__Dataset records__
-.-.-

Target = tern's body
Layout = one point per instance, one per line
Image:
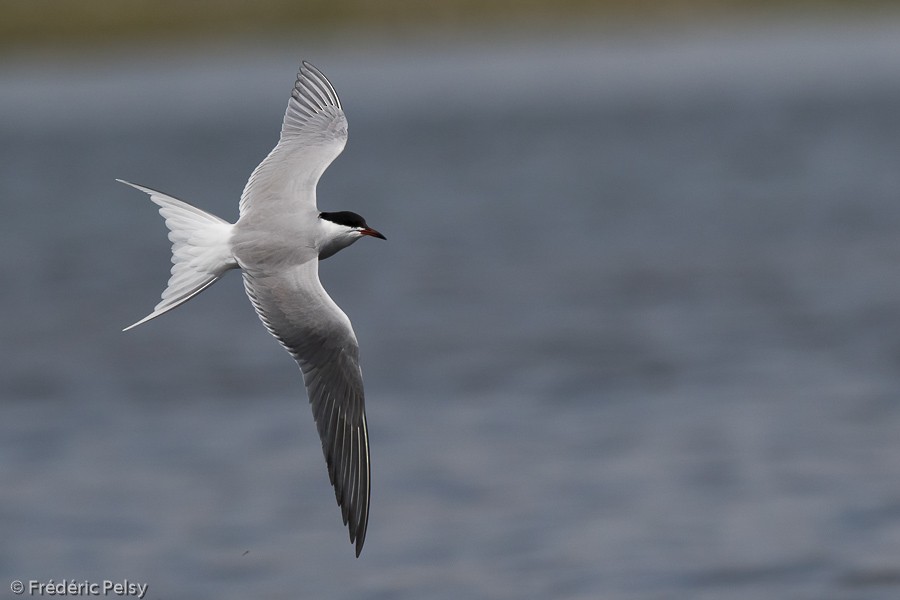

-.-.-

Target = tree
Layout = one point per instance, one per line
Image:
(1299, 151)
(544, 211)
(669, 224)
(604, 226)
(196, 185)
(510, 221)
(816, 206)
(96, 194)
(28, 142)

-.-.-

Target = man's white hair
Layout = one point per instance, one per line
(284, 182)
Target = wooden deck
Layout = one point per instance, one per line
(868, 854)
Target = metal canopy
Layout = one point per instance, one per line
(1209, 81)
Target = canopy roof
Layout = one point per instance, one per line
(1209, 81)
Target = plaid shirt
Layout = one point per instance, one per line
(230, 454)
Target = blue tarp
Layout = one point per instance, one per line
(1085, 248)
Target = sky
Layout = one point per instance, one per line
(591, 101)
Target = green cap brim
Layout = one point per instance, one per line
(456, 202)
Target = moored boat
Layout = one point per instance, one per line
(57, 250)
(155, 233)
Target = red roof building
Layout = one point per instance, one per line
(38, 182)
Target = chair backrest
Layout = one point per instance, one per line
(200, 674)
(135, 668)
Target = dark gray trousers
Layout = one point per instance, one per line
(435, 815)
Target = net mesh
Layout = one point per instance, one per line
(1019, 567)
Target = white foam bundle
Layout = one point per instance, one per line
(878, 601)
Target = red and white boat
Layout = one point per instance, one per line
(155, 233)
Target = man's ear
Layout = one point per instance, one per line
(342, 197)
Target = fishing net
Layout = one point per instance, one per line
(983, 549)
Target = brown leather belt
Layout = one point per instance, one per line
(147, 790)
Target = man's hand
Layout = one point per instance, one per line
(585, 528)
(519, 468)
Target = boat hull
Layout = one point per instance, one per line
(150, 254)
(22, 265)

-.-.-

__Short exercise__
List every line from the records above that contains the word "canopy".

__Task answer__
Target = metal canopy
Target = canopy roof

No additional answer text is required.